▶ **Objective**
Return the material word for word. Do not include pictures.

▶ **Records shown**
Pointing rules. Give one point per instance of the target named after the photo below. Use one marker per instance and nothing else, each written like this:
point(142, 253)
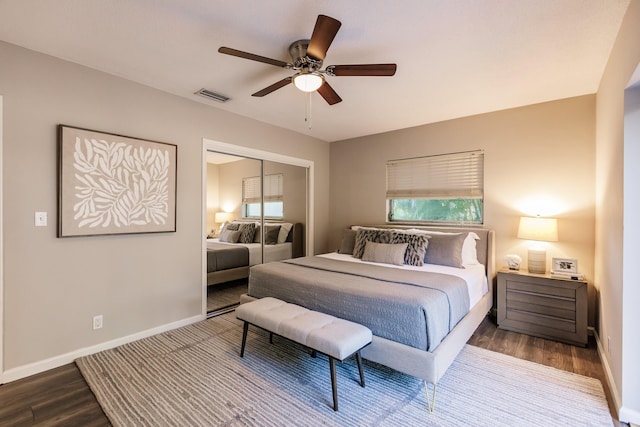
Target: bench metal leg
point(334, 386)
point(244, 338)
point(359, 360)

▶ **Result below**
Pointing rules. Give one point per instance of the target named after the photo below. Use one marker per instance and nothing else, each written like this:
point(142, 253)
Target: bench metal leg
point(334, 386)
point(244, 338)
point(359, 360)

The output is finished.